Reading text
Though the table variable doesnt use stats/parallel plans, for simpler queries with relatively small row counts table variables appear to be a fair choice. For Decision making/Datawarehouse type of applications which involve complex calulations with huge rows the balance shifts sharply towards temp tables.

Monday, December 14, 2009

Error - Invalid length parameter passed to the SUBSTRING function.

This is my 25th post. kind of special. :)
So, I am starting a new cateogory called 'Errors'. Under Errors we will deal with those sudden errors which pop up out of the blue. A bit of ( sometimes a lot )
of investigation clears the air and provides a good story to tell.I have one such story to tell today.

I had one developer who came to my desk and said 'Suddenly my stored procedure is failing with the following error

'Invalid length parameter passed to the SUBSTRING function.'

The developer told me that the Stored procedure was running absolutely fine for the
last 2 years in production and there has been no change on it.( This is somethng all
developers say :) ). True, there was no change on the sp. With bit of debugging, i found that the following query was failing.

SELECT *

FROM   dbo.authors_test

WHERE  Charindex(' ',city) - 1 > 0

       AND auto_id IN (SELECT auto_id from authors_test

                       WHERE  Left(city,Charindex(' ',city) - 1) = 'San')

Its obvious that the query was failing because of the function
left(city,charindex(' ',city) -1 ).Function left(city,charindex(' ',city) -1 ) would get a negative 2nd parameter when there is no space in the column city. So the query would fail when it applies the function on any row which doesnt contain ' ' on the column city. But, however if thats the case then the query should have failed long back and not all of a sudden. And also, the developer claimed that as he has done the checking charindex(' ',city) -1 > 0 on outer query to filter out all the rows without the space are filtered out first.Let us check the actual reason the query failed.

The table had a primary key clustered index in auto_id. No other indexes.

SELECT *

FROM   dbo.authors_test

WHERE  Charindex(' ',city) - 1 > 0

       AND auto_id IN (SELECT auto_id from authors_test

                       WHERE  Left(city,Charindex(' ',city) - 1) = 'San')

Problems and tasks
1) Answer these questions using the SUBSTRING error post:
(a) For how long had the stored procedure been running fine in production?
(b) What new category does the author start with this post?
(c) What index did the table have?
2) Go on with the SUBSTRING error post from the point where it stops.
None of this data is needed for the work.

[Object location annotation data]
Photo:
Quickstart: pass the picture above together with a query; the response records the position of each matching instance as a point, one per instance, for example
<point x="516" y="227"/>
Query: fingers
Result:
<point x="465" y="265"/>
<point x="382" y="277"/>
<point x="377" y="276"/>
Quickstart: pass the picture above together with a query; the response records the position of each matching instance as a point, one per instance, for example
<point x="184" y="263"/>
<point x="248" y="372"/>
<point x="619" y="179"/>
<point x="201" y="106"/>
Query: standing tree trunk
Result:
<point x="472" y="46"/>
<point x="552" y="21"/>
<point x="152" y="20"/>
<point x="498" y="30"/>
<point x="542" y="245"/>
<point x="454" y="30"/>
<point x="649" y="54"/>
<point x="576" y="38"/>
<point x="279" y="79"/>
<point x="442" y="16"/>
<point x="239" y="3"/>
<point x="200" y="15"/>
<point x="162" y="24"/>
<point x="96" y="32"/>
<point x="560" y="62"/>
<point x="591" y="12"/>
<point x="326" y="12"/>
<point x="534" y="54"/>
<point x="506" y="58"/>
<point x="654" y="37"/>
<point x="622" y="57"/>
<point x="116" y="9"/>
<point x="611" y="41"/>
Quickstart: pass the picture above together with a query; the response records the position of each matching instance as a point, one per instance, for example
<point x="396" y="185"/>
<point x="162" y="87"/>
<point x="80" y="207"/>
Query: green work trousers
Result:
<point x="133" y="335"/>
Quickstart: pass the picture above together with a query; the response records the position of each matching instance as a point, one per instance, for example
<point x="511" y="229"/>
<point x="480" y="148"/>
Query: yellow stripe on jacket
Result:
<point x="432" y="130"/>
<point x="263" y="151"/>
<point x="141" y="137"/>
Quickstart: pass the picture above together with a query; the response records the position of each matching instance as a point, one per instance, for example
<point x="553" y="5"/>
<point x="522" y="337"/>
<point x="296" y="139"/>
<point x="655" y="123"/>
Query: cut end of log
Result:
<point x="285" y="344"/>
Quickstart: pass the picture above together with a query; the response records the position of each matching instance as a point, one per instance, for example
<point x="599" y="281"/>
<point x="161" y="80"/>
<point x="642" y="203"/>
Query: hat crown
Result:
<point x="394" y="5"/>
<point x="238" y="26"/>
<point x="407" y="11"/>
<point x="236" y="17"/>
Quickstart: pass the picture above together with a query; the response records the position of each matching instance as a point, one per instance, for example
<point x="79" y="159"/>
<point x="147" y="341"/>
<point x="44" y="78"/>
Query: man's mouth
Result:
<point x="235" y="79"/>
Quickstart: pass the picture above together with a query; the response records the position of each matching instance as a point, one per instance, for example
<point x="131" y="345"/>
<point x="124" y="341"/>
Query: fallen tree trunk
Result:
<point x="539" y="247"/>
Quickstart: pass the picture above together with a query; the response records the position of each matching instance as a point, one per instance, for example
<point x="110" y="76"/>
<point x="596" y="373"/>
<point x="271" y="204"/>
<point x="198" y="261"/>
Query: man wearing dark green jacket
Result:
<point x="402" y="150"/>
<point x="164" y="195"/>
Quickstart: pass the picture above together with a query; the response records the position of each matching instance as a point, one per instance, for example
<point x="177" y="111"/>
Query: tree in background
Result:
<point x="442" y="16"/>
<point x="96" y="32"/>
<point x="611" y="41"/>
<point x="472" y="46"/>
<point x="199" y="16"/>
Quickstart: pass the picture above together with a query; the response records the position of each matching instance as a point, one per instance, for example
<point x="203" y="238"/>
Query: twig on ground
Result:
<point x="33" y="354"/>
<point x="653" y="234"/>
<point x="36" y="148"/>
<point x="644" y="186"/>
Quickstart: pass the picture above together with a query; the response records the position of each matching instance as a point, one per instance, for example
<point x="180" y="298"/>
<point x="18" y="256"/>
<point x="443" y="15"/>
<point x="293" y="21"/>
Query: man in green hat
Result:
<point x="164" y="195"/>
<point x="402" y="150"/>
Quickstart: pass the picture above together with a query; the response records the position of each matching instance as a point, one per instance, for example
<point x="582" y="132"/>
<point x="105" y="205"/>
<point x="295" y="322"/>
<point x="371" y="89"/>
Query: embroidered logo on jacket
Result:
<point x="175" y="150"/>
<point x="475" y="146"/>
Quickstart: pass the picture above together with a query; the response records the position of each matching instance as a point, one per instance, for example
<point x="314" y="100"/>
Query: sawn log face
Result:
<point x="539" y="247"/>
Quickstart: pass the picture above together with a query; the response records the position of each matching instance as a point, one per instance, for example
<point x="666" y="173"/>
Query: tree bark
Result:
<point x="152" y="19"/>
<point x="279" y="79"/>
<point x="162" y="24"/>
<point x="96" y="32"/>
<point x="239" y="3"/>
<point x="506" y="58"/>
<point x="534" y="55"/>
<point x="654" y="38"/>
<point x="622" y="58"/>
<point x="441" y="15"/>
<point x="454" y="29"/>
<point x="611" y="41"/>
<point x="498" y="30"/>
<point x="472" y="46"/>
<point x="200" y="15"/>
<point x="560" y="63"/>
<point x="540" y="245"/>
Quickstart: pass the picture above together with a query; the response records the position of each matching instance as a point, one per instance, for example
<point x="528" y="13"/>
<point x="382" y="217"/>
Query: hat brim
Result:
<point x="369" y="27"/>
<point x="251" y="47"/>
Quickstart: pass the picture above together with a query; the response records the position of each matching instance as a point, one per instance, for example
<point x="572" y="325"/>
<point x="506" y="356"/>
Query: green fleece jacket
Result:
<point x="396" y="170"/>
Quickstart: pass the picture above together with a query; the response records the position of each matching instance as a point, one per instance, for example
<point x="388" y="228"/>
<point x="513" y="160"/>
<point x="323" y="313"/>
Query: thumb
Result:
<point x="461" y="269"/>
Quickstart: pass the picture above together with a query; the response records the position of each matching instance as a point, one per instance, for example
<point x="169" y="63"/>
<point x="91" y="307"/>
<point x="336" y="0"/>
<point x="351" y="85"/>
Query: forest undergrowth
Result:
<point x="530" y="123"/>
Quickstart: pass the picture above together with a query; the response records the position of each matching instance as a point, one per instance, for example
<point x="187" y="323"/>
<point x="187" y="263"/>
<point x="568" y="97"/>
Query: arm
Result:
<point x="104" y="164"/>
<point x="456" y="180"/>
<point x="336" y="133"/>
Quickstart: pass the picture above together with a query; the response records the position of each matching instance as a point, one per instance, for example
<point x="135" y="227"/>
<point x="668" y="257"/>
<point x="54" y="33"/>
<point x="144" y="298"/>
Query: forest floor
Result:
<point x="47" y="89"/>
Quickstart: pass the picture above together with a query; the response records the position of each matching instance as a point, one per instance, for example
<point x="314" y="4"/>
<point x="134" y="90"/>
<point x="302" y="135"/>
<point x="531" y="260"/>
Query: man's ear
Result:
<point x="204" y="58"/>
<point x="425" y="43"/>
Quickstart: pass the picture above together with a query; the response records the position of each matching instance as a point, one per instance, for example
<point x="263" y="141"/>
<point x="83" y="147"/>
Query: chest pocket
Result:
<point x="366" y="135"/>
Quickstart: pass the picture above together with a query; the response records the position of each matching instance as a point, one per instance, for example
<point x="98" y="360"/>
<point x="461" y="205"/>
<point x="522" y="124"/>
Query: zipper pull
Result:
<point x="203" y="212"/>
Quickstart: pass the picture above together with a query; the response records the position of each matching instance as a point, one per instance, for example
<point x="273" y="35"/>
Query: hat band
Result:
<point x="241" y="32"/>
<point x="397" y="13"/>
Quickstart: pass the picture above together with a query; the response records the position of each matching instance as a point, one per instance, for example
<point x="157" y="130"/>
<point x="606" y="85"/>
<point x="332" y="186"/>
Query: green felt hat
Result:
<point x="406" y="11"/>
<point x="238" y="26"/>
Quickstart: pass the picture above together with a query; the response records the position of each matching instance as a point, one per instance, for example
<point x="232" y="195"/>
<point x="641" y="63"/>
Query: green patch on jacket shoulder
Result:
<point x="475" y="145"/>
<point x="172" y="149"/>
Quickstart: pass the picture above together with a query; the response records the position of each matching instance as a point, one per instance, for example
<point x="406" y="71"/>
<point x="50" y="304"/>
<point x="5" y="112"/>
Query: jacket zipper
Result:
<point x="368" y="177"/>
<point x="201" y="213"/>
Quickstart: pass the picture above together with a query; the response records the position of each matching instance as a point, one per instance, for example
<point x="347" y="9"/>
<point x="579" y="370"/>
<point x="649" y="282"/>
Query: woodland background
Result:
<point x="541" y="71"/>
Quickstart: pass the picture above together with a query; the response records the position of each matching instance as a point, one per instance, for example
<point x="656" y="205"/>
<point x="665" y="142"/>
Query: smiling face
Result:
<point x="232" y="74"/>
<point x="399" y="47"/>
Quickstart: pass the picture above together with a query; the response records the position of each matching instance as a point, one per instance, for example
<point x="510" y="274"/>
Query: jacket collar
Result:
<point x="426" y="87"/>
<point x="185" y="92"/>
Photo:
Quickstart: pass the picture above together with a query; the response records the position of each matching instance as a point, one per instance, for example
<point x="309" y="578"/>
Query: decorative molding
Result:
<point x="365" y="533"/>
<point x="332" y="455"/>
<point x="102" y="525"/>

Answers to the tasks
1)
(a) For the last 2 years.
(b) A category called 'Errors'.
(c) A primary key clustered index on auto_id, and no other indexes.

2)
When I 1st ran the query the table contained little over 90 records and it failed with the error
'Invalid length parameter passed to the SUBSTRING function.'

To check the claim of the application team that the query ran perfectly few days before,I took backup of the database that was few days old and ran the same query. It worked perfectly. The table contained around 50 odd rows and the query worked fine. When checked with application team on the row count, they replied saying the increase in the row count was normal and the data didnt have any dirty/junk/Null values on city column.

So difference in row counts gave me a bit of clue and I started comparing the query plans of the old and new table. First the old one had a query plan which is shown below.

As you can understand, the query plan works in the following way

Step 1 : filter out the rows using the condition
charindex(' ',city) -1 > 0.
uses a Clustered index scan as there are no useful index to use.
Output out of the Clustered index scan operator is auto_id as it
will be used to join with the sub query.

Step 2 : Use a Nested loop join operator to join with the sub query.
Step 3 : Uses a Clustered index seek operator with auto_id as input from
outer query.Clustered index seek operator uses the Clusered
index to directly jump to the row with auto_id it is interested
in. After finding the row directly it applies the conditon
left(city,charindex(' ',city) -1 ) only against the
auto_id selected.

Now let us look at the same query that fails on the latest database.

The estimated query plan( only estimated plan possible as the query fails and hence full plan is not available) shows two differences.

1) The Clustered index seek operator is replaced by Clustered index scan operator at the inner loop ( sub query ).
2) Nested loop join is replaced by Merge join.

The query plan clearly provides the reason why the query failed. As in the second case the Clustered index scan operator on the subquery would scan all the rows in the table for the condition left(city,charindex(' ',city) -1 ) and then match it with the input auto_id. So , in that case though the sub query will read all the values in the table which means charindex(' ',city) -1 ) > 0 condition
specified at the outer query is in vain. The query took a clustered index scan instead of seek as there were more rows in the table than before. The optimizer swithces from a seek to scan when it feels that the cost of seek( mostly IOs ) would be more than that of a scan. How it decides is a potential post on its own, which I will perhaps cover later.As of now, understand that a switch from seek to scan can occur beacuse of data distribution/missing statistics/fragmented indexes etc.

So, a change in query plan can not only slow down your system, but also cause runtime errors in scenarios like this. This also proves the importance of reindexing, as a seek can become a scan even when a reindexing
job fails.So, lessons learnt are

> Always ensure you read the query plan before you deploy
any code to production
> Try your best to visualize the table load and perform data
validations in a fool proof way.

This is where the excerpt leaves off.